(SELECTED TEXT)
Otherkin at the Thomas House – Review

Otherkin Thomas House Review

Otherkin Thomas House Review

2015 has been a good year for grunge pop Dubliners, Otherkin. Having headlined several highly prolific gigs in venues such as The Workman’s Club and a sold out show in The Grand Social, the band surely started the year with a bang. Not being content to stop there, the boys released the explosive ‘AY AY’ to local and international acclaim. Now, they play an intimate headline slot in the tiny punk venue that is The Thomas House.

With no support, the band hop onstage in a typical rock ’n’ roll fashion at a late ten o’clock start. An aggressive drum intro and a powerful “ONE-TWO-THREE-FOUR” throws us into ’20 to 11’, a new track which exhibits explosive energy from the get go. Crunchy guitars and snappy melodies lure us in before Luke Reilly’s raw vocals take it away. The lyrics themselves are lost somewhat in an ocean of noise, but the catchy melodies just about cut through. After a brief hello from the frontman, the band go head first into ‘Feel It’, which boasts an exceptionally catchy coda and red hot guitar leads from Conor Wynne.
(End SELECTED TEXT)
(DATA EXTRACTS)
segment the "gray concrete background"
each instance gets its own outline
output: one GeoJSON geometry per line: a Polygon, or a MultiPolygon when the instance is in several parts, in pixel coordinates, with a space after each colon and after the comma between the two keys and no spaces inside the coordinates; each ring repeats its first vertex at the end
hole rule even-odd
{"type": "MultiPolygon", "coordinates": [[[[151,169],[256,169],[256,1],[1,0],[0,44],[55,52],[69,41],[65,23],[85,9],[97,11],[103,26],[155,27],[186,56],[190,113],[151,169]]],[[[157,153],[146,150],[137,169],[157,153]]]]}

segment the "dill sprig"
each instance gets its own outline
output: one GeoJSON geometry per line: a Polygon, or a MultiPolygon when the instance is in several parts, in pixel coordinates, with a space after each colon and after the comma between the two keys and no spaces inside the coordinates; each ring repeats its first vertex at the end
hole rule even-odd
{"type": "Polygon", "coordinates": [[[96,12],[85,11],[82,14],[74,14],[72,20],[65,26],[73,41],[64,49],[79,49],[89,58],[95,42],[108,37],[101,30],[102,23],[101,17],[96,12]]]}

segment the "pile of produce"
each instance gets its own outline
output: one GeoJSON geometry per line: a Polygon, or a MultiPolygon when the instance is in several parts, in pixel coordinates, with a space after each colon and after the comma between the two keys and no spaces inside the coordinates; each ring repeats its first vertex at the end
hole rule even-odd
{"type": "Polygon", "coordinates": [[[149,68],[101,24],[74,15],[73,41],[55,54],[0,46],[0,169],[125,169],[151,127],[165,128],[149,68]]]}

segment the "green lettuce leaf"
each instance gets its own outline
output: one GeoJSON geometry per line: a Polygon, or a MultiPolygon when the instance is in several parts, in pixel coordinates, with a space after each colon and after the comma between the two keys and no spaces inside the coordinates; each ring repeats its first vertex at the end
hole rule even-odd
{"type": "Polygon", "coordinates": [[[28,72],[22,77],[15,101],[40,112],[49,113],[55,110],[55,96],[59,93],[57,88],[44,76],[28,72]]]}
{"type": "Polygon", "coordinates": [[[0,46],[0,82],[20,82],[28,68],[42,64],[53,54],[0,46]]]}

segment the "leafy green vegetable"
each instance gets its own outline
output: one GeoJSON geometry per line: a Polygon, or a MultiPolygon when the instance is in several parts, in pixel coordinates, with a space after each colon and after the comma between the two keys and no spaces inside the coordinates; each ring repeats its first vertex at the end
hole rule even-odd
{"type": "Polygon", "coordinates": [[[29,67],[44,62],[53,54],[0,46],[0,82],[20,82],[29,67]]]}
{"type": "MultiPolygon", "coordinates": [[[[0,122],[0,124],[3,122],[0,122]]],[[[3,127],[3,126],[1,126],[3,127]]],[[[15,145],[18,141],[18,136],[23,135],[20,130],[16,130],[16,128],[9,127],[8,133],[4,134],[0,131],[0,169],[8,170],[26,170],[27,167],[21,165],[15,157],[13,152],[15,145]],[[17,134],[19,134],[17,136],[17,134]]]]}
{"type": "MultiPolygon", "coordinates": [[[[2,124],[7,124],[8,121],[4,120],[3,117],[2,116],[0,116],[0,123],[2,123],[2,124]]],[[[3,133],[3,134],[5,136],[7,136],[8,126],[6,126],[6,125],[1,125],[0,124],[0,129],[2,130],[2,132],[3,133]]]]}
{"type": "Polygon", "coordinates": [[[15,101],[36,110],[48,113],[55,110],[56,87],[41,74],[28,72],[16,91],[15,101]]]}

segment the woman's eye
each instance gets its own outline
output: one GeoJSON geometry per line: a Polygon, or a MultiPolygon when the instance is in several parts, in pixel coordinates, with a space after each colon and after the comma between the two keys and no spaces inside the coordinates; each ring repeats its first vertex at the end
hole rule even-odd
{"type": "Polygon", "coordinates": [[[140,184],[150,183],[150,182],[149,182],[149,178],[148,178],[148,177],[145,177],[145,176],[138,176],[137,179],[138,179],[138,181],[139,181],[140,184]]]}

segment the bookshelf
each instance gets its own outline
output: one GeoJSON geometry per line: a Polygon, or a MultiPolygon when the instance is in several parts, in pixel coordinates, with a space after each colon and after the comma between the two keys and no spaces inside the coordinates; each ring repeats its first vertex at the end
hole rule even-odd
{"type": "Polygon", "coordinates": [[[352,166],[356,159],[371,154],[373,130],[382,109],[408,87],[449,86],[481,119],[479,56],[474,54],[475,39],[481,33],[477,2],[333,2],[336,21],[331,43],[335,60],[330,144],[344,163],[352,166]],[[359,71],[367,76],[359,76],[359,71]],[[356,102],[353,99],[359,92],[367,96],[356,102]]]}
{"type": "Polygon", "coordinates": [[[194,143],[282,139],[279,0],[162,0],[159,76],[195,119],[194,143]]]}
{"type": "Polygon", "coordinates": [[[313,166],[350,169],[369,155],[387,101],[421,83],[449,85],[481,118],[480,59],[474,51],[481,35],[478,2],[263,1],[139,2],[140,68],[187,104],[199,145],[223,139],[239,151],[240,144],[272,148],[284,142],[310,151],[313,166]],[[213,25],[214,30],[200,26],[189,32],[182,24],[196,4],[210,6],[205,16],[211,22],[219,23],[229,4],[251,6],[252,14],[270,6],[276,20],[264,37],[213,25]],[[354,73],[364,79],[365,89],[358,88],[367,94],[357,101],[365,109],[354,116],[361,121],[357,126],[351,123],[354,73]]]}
(End DATA EXTRACTS)
> [WHAT TO DO]:
[1] In the Otherkin concert review, who plays the guitar leads on "Feel It"?
[2] List every music venue named in the Otherkin concert review.
[3] Carry on the Otherkin concert review from the point where it stops.

> [TASK RESPONSES]:
[1] Conor Wynne

[2] The Workman's Club, The Grand Social, The Thomas House

[3]
The lads then turn it up a notch in the shape of earlier track, ‘Lockjaw’. Differing from the opening tunes, this one has more of a laid back rhythm and typically indie sound. The irresistible hi-fi tone of the main riff blends perfectly with the hard hitting and swaying rhythm section, resulting in a great drive. Having shifted in style in favour of a heavier, more riff driven grunge sound in recent times, it’s a nice change to the first two tracks. ‘Tampered’ is next in line, which sees the band become more visibly comfortable in their performance, with Reilly frequently hopping around and off the stage, swapping places with Wynne for a few moments in the spotlight during some exceptional leads and solos.

The vibe once again switches to a more laid back and bouncy feel with ’89’, the band’s debut single. The delightfully jangly tone of the intro with the push/pull feel of the drums is lapped up by the crowd and has some of them singing along to the catchy vocal line. Reilly’s vocals are at his best here, with an impressive ending of “Oooh’s and Aaah’s” over the piercing guitars. This leads straight into the recent single, ‘AY AY’. The short yet brilliant performance is a highlight of the set, with the infectious hooks and riffs being chanted back by everyone in attendance.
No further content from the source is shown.